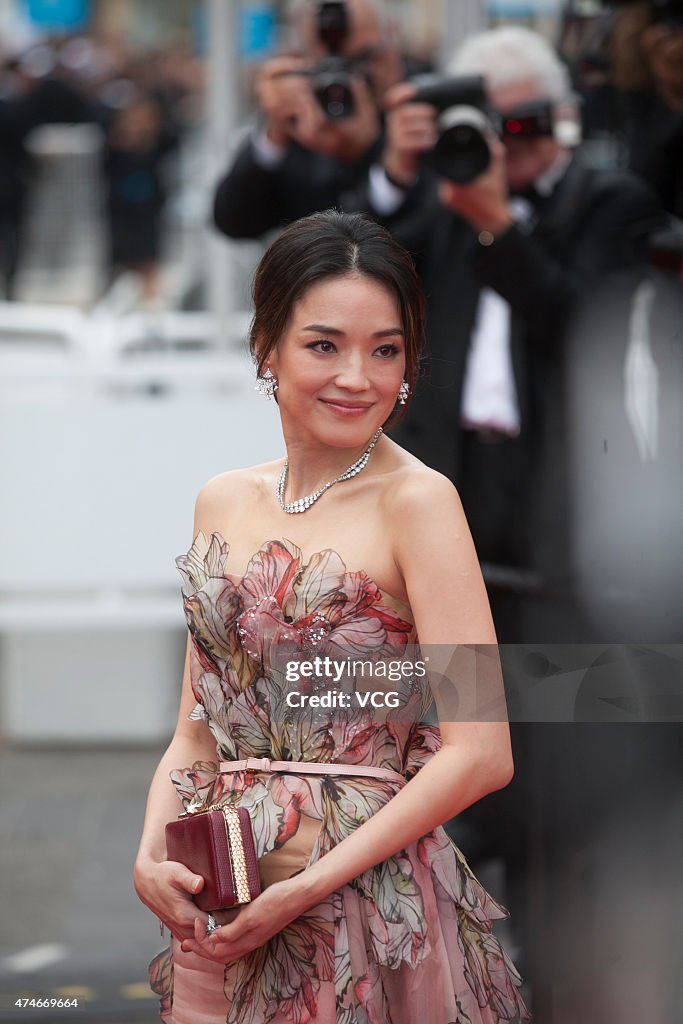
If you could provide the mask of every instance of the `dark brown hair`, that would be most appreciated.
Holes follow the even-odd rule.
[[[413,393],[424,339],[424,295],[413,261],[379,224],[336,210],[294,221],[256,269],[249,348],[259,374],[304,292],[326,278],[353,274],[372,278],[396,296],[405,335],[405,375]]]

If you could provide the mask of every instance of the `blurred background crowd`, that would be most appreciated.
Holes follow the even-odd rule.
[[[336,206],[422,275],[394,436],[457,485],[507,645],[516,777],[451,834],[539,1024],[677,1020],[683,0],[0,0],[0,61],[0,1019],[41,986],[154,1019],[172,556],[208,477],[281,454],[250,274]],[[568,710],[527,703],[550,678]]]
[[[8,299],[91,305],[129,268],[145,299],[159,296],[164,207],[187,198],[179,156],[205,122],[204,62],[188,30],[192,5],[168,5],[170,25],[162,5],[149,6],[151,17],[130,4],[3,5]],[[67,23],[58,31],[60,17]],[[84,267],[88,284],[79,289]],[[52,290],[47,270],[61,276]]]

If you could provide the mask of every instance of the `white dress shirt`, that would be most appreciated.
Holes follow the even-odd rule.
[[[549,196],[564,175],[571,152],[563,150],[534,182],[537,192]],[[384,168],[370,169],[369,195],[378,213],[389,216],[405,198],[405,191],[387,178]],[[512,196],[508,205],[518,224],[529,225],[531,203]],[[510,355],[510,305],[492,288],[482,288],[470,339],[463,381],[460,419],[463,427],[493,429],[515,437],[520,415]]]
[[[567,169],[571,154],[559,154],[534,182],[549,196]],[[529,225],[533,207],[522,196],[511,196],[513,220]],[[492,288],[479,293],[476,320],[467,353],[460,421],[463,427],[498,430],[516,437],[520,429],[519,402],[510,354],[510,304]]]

——

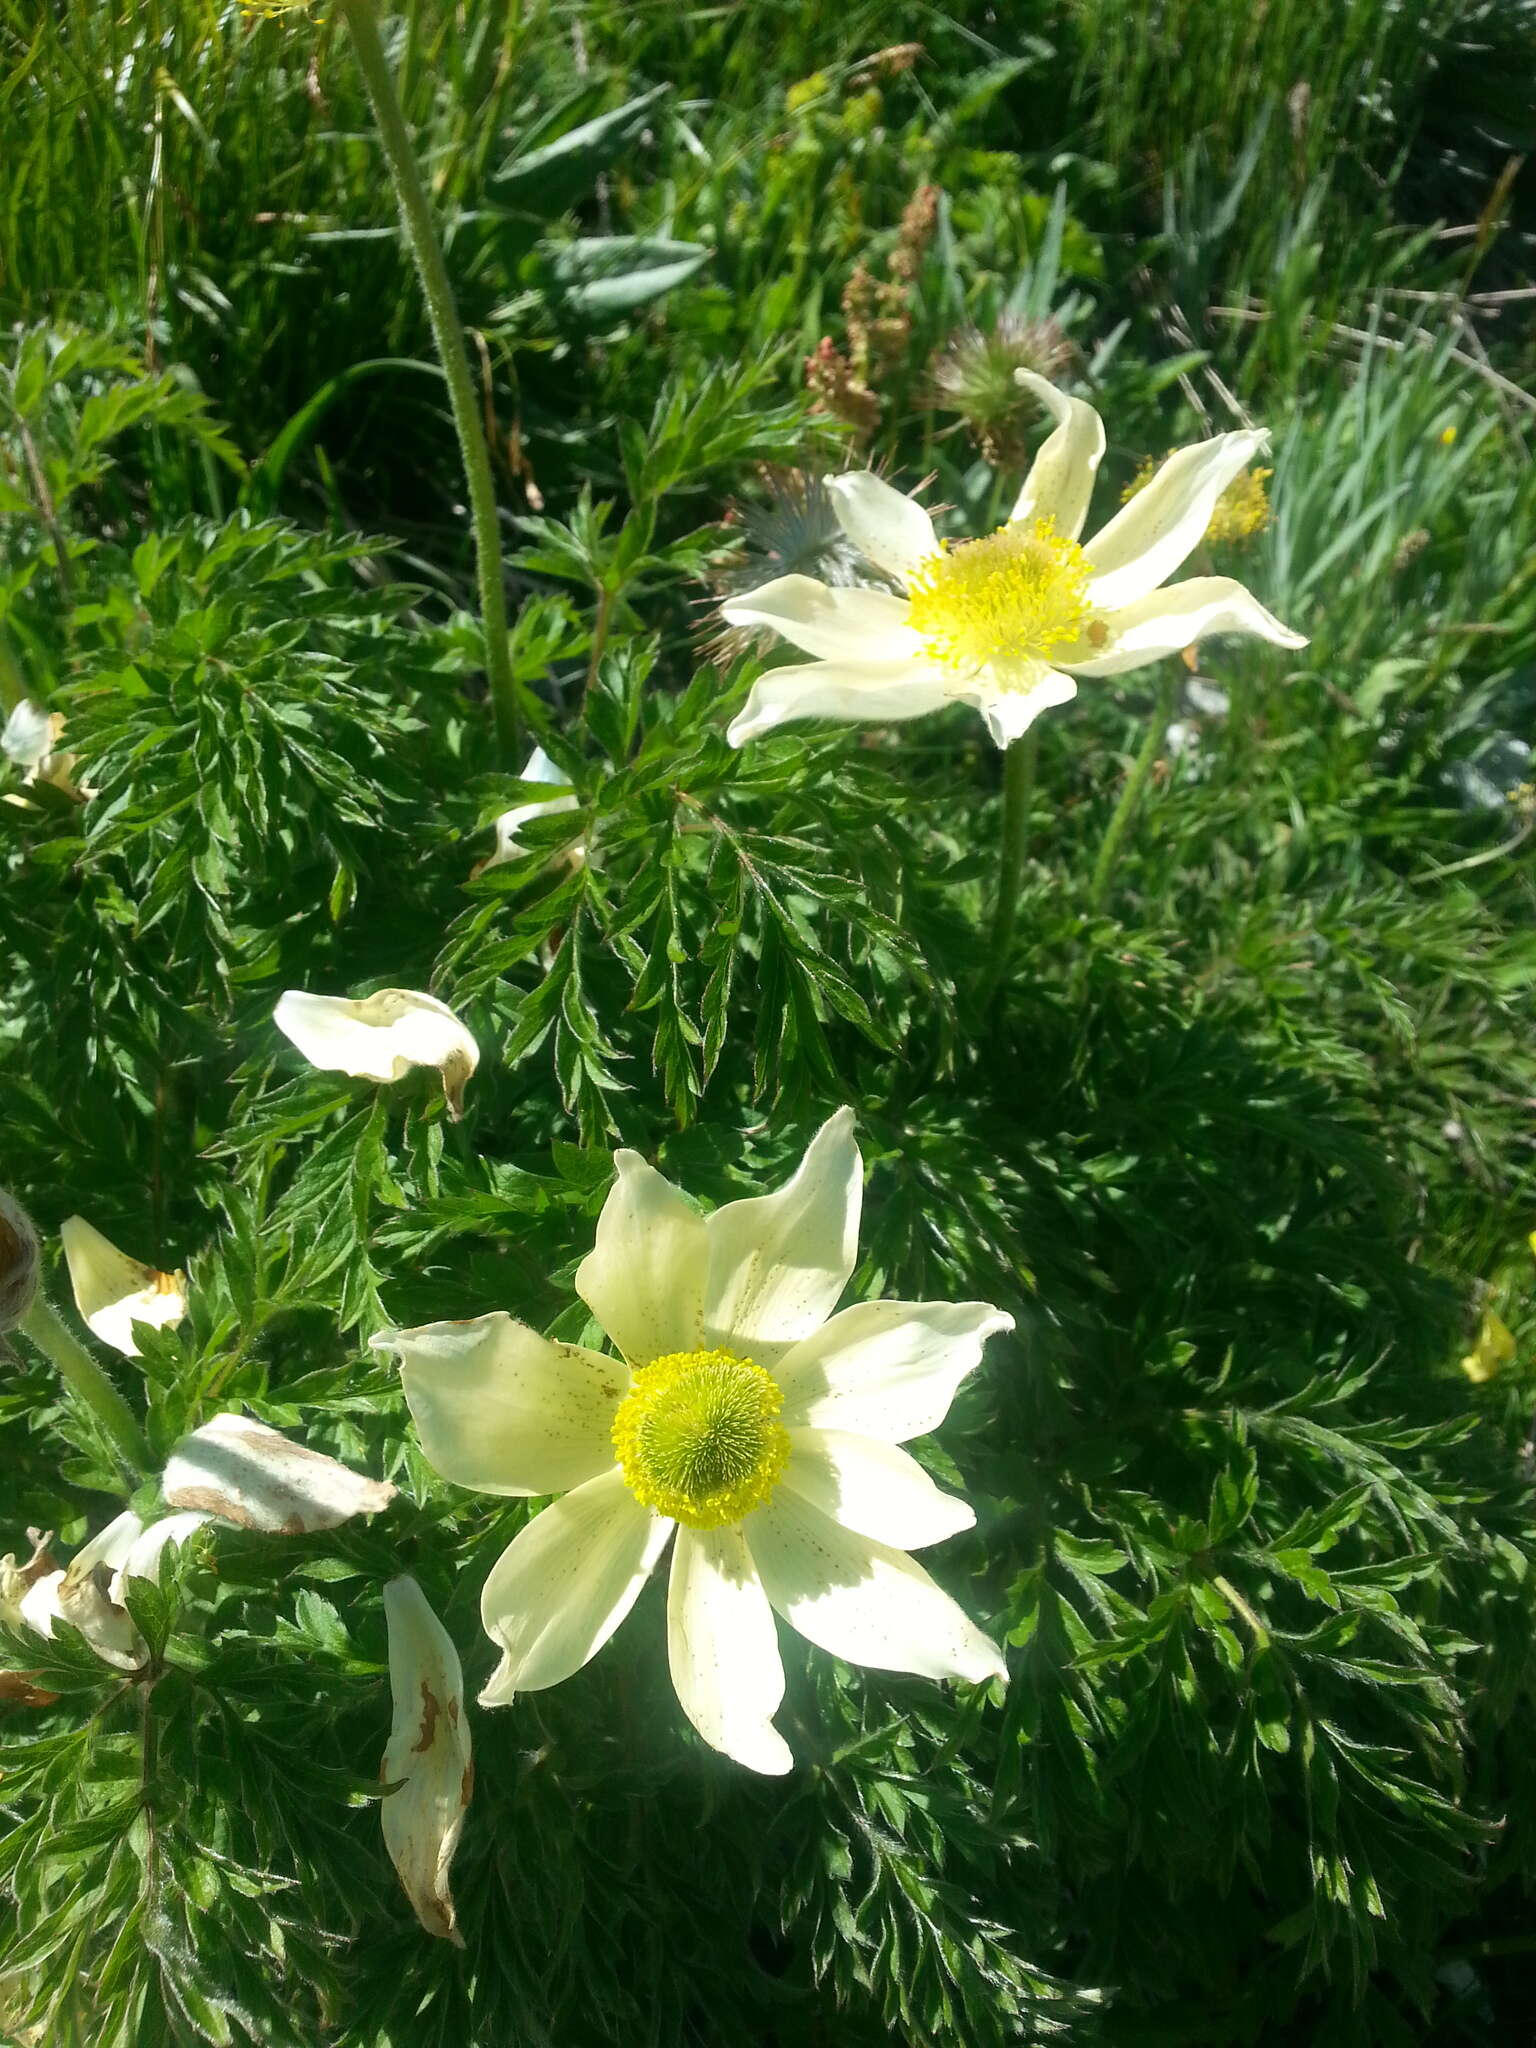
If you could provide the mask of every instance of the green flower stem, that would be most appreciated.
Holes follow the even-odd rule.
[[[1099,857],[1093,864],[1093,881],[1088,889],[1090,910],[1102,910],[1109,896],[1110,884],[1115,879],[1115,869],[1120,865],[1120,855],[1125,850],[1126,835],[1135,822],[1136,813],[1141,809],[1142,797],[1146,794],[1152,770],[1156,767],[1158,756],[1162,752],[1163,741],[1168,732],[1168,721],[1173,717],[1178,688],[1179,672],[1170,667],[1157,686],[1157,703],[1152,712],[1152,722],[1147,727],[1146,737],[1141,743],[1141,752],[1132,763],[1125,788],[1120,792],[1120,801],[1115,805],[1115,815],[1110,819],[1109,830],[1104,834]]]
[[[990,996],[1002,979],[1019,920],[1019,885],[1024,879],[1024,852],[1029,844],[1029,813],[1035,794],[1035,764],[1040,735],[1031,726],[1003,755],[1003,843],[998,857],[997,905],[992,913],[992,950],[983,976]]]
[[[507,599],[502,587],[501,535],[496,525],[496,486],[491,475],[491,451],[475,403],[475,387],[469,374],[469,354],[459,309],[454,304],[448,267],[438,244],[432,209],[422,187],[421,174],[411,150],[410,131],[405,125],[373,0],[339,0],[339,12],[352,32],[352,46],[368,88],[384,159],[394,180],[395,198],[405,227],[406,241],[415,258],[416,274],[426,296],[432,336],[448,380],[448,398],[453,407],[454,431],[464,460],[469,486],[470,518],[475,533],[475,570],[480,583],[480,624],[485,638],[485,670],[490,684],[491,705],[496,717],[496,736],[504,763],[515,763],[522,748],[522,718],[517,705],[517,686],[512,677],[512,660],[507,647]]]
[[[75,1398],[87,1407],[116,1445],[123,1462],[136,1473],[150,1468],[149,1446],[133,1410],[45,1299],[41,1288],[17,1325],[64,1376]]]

——

PROMPT – The answer is each line from the entries above in which the word "could" occurs.

SOLUTION –
If you could provide the mask of every instance of the `dark brown hair`, that would be most appreciated.
If you could provide the mask of every instance of the `blurred background crowd`, that would be most appreciated.
If you could provide the mask of every instance of the `white dress shirt`, that would be most appreciated.
If you could provide the mask of every instance of the green flower stem, that would be most appreciated.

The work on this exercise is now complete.